The Cowboy/Yankee War

I’ve been interested lately in some of the “behind the scenes” politics during the twentieth century.  Having read Quigley’s Tragedy and Hope, I have been made aware of the grand “Anglophile” takeover of American politics, especially in the years leading up to the end of the second world war.  After the Rockefellers overcame the Morgan banking power structure to become the most influential power block in the United States (and world), a whole new group arose.  Carl Oglesby refers to this new money influence as the rise of the “Cowboys.”  Originating from the so-called sunbelt of Southern CA, Texas, and Florida, the Cowboys made their wealth in real estate and oil.  Murray Rothbard supports this analysis by writing:

After World War II, the united Rockefeller-MorganKuhn, Loeb Eastern Establishment was not allowed to enjoy its financial and political supremacy unchallenged for long. “Cowboy” Sun Belt firms, maverick oil men and construction men from Texas, Florida, and southern California, began to challenge the Eastern Establishment “Yankees” for political power. While both groups favor the Cold War, the Cowboys are more nationalistic, more hawkish, and less inclined to worry about what our European allies are thinking. They are also much less inclined to bail out the now Rockefeller-controlled Chase Manhattan Bank and other Wall Street banks that loaned recklessly to Third World and Communist countries and expect the U.S. taxpayer – through outright taxes or the printing of U.S. dollars – to pick up the tab.
---
• Task list:
**A.** From the passage on the Cowboys and Yankees, extract the text starting with "After World War" and going on through "up the tab.".
**B.** In the passage on the Cowboys and Yankees, what did the Cowboys make their wealth in?

[Labeled-object pointing entries]
---
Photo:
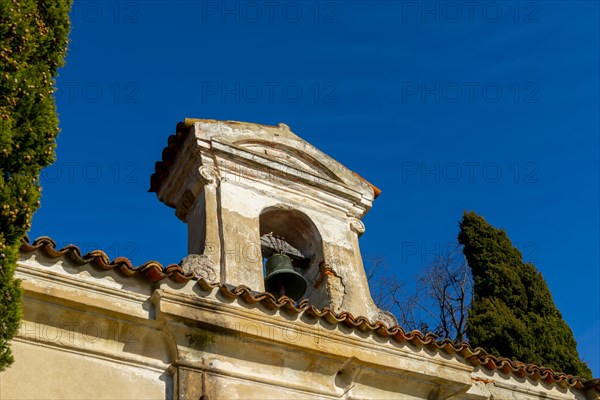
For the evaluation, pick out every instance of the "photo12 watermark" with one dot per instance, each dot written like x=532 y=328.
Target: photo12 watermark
x=106 y=12
x=97 y=92
x=469 y=92
x=427 y=252
x=470 y=12
x=471 y=172
x=269 y=92
x=270 y=12
x=91 y=172
x=71 y=332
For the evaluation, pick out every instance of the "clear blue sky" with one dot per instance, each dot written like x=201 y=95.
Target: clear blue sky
x=487 y=106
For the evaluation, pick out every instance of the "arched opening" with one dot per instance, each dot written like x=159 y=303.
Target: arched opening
x=292 y=233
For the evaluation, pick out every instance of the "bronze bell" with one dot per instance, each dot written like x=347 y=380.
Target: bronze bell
x=282 y=279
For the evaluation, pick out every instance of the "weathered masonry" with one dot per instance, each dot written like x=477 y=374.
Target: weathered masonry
x=272 y=301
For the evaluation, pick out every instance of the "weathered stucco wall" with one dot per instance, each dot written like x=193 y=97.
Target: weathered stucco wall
x=90 y=331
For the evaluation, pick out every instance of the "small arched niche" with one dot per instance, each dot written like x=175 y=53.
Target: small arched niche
x=297 y=229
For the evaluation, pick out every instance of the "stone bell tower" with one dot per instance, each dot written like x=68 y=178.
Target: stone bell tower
x=240 y=187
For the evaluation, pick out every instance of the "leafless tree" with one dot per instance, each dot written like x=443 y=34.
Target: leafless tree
x=439 y=302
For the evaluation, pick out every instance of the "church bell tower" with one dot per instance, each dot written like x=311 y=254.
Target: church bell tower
x=267 y=210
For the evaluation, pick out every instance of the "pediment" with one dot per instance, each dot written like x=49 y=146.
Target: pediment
x=289 y=156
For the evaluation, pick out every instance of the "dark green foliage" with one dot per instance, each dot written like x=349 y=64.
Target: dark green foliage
x=33 y=43
x=512 y=312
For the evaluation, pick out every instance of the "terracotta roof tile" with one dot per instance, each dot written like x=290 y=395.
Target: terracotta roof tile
x=154 y=272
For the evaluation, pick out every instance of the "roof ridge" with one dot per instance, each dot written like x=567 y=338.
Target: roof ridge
x=154 y=271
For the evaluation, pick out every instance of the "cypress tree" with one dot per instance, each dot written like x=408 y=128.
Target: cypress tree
x=512 y=312
x=33 y=43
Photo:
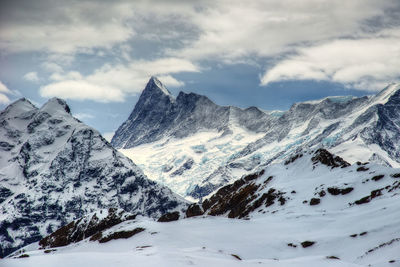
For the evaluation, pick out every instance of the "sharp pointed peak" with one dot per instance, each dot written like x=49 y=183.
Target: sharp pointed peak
x=55 y=104
x=155 y=83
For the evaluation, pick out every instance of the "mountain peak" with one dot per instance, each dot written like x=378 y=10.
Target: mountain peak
x=384 y=95
x=18 y=107
x=155 y=84
x=55 y=105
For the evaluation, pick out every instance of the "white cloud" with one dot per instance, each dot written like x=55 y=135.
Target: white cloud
x=108 y=136
x=366 y=64
x=292 y=33
x=83 y=116
x=113 y=83
x=31 y=76
x=3 y=91
x=52 y=67
x=231 y=31
x=65 y=28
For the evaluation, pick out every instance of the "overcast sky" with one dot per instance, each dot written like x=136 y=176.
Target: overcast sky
x=98 y=55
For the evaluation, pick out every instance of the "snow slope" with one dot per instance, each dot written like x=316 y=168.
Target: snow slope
x=345 y=233
x=195 y=146
x=54 y=169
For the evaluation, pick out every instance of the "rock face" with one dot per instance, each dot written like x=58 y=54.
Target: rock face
x=158 y=114
x=54 y=169
x=289 y=185
x=85 y=227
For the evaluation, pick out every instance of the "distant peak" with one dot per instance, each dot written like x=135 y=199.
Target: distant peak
x=18 y=107
x=155 y=83
x=55 y=104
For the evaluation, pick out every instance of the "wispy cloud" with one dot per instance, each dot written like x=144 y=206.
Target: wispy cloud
---
• Worked solutions:
**A.**
After World War II, the united Rockefeller-MorganKuhn, Loeb Eastern Establishment was not allowed to enjoy its financial and political supremacy unchallenged for long. “Cowboy” Sun Belt firms, maverick oil men and construction men from Texas, Florida, and southern California, began to challenge the Eastern Establishment “Yankees” for political power. While both groups favor the Cold War, the Cowboys are more nationalistic, more hawkish, and less inclined to worry about what our European allies are thinking. They are also much less inclined to bail out the now Rockefeller-controlled Chase Manhattan Bank and other Wall Street banks that loaned recklessly to Third World and Communist countries and expect the U.S. taxpayer – through outright taxes or the printing of U.S. dollars – to pick up the tab.

**B.** Real estate and oil.